Records show that when she was a judge in Orleans Parish Criminal District Court, Orleans Parish District Attorney candidate Keva Landrum signed off on two material witness warrants that could have allowed victims of violent crimes to be jailed. 

Last week, The Lens reported on how candidates for DA in the Nov. 3 election handled controversial material witness warrants during their careers in the criminal justice system. In at least one instance, DA candidate Arthur Hunter signed off on a material witness warrant for a victim of domestic abuse. City Councilman Jason Williams, who served as a judge for only a few months in 2003, said he did not issue any material witness warrants for crime victims. The Lens found no evidence that he did in a review of court minutes. And Morris Reed, who served as a judge for several years in the 1990s, admitted signing material witness warrants during his time on the bench but said he could not recall specific details.

In that story, The Lens also identified at least 14 cases in which Landrum signed material witness warrants — some of which were issued after prosecutors had attempted to compel testimony through the use of fake subpoenas.  

It was initially unclear if any of the warrants that Landrum issued were for crime victims. But additional records obtained by the Lens now show that two of them were indeed for victims. Both were from 2015, and were for male victims of aggravated battery.

Retiring DA Leon Cannizzaro has come under fire for using material witness warrants to jail victims of domestic abuse and sexual assault, which has prompted action from both local and state governments intended to curb the practice. And as judges, all of the DA candidates have at some point had the authority to sign off on requests from prosecutors for material witness warrants.

Neither of the cases Landrum signed off on were for victims of domestic abuse or sexual assault, nor did records reviewed by The Lens indicate that either victim was actually jailed on the warrant.

At a forum on September 23, Landrum was asked if she had ever signed “a subpoena for a material witness warrant that resulted in a crime victim being jailed.” 

“No I did not,” Landrum responded. “In fact, I rejected material witness bonds in my section for witnesses who were afraid to come forward and testify.” She later clarified to The Lens that she was referring only to victims. 

In an interview with The Lens — prior to the previous story regarding the use of material witness warrants — Landrum said that victims should not face jail just because they refused to come forward.

“As far as jailing a victim simply because they did not want to come forward, that would not have been a reason — if the DA articulated it in the motion — for me to sign that material witness bond,” Landrum said. 

She did note that there were times when she may not have known who the victim was in a case. 

In another forum, candidates responded to a question that appeared to conflate the use of fake subpoenas —  documents resembling subpoenas that were used by the DA’s office to compel witness testimony, which had not been signed by a judge — with the jailing of victims on material witness warrants.

********************

__Written instruction 1__.
Transcribe the passage of the article on Keva Landrum's warrants starting with "At a forum on" and going on through "only to victims.".
The article and the entries are unrelated to each other.

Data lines
********************

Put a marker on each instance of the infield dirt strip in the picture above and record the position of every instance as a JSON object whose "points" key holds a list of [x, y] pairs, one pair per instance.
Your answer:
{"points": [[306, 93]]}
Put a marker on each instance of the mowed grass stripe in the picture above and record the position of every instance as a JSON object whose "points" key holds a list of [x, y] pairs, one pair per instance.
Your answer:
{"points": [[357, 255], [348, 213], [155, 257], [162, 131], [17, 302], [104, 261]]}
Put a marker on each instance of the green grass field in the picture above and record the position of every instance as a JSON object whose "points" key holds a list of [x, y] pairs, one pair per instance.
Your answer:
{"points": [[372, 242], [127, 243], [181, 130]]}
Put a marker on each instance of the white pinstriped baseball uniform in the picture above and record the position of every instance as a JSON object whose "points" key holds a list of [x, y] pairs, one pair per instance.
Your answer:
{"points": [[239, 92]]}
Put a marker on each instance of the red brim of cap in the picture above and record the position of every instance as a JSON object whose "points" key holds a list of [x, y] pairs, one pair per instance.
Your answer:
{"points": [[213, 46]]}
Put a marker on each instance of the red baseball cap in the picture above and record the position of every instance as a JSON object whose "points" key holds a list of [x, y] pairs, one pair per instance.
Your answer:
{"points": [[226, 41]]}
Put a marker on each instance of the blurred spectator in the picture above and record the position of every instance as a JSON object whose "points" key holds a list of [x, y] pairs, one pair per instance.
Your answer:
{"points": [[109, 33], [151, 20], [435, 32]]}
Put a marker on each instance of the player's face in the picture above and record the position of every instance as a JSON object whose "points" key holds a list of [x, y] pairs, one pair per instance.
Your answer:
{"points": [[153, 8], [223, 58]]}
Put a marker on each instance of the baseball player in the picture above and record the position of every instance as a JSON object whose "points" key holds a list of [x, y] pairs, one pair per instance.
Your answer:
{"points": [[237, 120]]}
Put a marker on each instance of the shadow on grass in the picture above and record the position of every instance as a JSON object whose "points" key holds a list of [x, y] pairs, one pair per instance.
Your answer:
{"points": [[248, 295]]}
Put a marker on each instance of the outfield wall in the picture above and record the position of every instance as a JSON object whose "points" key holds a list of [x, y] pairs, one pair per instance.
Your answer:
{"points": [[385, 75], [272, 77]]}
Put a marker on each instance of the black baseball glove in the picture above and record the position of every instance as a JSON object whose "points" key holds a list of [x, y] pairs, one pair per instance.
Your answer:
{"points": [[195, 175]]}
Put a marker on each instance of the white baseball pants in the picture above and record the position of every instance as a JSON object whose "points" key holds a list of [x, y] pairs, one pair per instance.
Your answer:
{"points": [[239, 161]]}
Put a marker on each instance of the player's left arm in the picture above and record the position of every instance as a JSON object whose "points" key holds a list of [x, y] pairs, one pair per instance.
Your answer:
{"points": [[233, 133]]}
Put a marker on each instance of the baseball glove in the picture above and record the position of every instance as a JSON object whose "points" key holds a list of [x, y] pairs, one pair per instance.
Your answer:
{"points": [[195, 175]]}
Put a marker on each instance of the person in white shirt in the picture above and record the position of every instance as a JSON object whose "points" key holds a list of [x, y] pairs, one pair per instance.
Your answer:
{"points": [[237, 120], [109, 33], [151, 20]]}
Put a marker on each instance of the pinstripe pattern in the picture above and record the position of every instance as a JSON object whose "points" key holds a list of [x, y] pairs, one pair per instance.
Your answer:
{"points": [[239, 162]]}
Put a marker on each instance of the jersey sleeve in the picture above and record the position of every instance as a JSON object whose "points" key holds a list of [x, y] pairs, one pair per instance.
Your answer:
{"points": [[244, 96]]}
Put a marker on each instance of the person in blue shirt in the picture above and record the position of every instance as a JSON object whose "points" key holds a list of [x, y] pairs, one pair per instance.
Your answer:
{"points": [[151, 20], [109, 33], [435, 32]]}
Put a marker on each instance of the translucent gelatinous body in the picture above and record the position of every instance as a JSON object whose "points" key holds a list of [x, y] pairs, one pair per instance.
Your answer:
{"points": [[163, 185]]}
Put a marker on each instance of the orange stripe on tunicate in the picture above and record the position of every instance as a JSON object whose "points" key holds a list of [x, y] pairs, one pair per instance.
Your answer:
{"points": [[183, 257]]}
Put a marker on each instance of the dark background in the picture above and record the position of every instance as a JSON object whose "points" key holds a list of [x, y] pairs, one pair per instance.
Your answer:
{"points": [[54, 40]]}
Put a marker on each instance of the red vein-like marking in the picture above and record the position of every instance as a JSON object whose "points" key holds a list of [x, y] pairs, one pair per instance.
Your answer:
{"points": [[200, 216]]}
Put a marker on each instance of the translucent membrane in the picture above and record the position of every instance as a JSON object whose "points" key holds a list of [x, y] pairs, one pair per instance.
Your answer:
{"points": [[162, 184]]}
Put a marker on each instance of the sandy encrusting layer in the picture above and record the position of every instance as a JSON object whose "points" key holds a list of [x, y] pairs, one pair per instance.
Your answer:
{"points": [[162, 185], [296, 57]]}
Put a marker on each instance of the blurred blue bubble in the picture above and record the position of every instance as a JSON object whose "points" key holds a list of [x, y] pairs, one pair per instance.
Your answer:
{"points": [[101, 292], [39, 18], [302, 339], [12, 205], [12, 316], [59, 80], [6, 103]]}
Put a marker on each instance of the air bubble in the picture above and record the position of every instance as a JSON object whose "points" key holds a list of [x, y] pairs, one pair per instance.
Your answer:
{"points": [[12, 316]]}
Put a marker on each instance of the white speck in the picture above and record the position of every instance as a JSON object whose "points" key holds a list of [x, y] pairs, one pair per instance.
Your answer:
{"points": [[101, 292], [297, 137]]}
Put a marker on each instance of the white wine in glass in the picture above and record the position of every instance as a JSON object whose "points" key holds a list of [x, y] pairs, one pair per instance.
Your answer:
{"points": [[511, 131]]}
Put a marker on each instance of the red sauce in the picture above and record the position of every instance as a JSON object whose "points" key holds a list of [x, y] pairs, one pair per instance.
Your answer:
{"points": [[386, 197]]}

********************

__Written instruction 2__.
Report how many lines of the entries contain the string "sandy", giving only the number.

__Correct output 1__.
At a forum on September 23, Landrum was asked if she had ever signed “a subpoena for a material witness warrant that resulted in a crime victim being jailed.” 

“No I did not,” Landrum responded. “In fact, I rejected material witness bonds in my section for witnesses who were afraid to come forward and testify.” She later clarified to The Lens that she was referring only to victims.

__Correct output 2__.
1